Data entries
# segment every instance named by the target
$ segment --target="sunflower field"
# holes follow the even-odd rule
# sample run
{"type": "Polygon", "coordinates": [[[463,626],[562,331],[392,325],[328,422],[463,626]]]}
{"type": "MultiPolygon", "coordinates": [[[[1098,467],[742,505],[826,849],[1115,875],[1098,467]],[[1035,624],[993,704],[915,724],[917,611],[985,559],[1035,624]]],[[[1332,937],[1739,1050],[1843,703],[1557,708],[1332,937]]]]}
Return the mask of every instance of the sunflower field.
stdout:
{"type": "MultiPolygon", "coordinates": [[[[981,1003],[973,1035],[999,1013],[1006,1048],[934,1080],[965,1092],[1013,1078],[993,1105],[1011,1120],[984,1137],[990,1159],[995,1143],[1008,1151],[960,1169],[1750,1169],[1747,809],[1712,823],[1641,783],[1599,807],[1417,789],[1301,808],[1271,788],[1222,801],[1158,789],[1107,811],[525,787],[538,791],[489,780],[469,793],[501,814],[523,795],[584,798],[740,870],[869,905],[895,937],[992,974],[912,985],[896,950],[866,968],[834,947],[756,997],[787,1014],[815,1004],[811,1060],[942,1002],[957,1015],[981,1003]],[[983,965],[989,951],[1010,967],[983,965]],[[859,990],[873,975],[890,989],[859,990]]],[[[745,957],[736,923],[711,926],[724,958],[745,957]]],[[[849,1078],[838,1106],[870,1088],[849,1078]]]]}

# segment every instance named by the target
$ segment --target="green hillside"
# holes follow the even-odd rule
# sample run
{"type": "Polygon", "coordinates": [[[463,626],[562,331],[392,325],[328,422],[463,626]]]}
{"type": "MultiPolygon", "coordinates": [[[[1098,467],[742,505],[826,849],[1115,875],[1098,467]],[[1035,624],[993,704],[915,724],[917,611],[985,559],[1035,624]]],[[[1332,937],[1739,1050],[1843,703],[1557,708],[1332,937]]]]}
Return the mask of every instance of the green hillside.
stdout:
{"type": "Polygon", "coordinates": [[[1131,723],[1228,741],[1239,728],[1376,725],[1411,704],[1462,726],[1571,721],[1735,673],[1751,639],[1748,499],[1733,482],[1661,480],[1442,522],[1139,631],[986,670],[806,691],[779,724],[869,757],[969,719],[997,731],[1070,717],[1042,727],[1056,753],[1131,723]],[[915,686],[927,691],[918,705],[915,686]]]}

HOW TO COMPLETE THIS TASK
Reproduce every line above without error.

RESPONSE TO THE EXERCISE
# segment every instance named by the target
$ segment --target="sunflower field"
# holes follow the even-odd rule
# sample run
{"type": "Polygon", "coordinates": [[[463,626],[562,331],[392,325],[328,422],[463,626]]]}
{"type": "MultiPolygon", "coordinates": [[[[1098,467],[742,505],[826,849],[1115,875],[1098,467]],[[1035,624],[993,704],[915,724],[917,611],[985,559],[1035,624]]],[[[1332,937],[1739,1050],[1843,703],[1557,708],[1332,937]]]]}
Return the mask of every instance of the sunflower field.
stdout:
{"type": "MultiPolygon", "coordinates": [[[[981,1003],[973,1035],[999,1013],[1006,1048],[934,1080],[965,1092],[1013,1078],[993,1105],[1011,1120],[984,1137],[990,1159],[995,1143],[1008,1151],[960,1169],[1750,1169],[1747,809],[1712,823],[1641,783],[1599,807],[1417,789],[1301,808],[1271,788],[1222,801],[1158,789],[1107,811],[525,787],[538,791],[489,780],[469,793],[501,814],[523,795],[584,798],[740,870],[869,905],[895,937],[992,974],[912,985],[896,950],[866,968],[834,947],[756,997],[787,1014],[815,1004],[811,1060],[942,1002],[957,1015],[981,1003]],[[983,965],[989,951],[1010,967],[983,965]],[[859,990],[873,975],[890,989],[859,990]]],[[[745,957],[736,923],[711,926],[724,958],[745,957]]],[[[849,1078],[838,1106],[870,1088],[849,1078]]]]}

# segment every instance named by the target
$ segment --target="green hillside"
# holes follow the even-odd rule
# sample run
{"type": "Polygon", "coordinates": [[[463,626],[562,331],[392,325],[328,422],[463,626]]]}
{"type": "MultiPolygon", "coordinates": [[[[1098,467],[742,505],[826,849],[1115,875],[1098,467]],[[1035,624],[993,704],[915,724],[917,611],[985,559],[1035,624]]],[[[1332,937],[1739,1050],[1843,703],[1557,708],[1332,937]]]]}
Return the mask of every instance of the green hillside.
stdout:
{"type": "Polygon", "coordinates": [[[1131,723],[1228,741],[1239,728],[1376,725],[1411,704],[1462,726],[1571,721],[1735,673],[1751,639],[1748,499],[1733,482],[1661,480],[1442,522],[1139,631],[986,670],[806,691],[779,724],[869,757],[969,719],[997,731],[1070,717],[1042,727],[1056,753],[1131,723]],[[915,686],[927,691],[918,705],[915,686]]]}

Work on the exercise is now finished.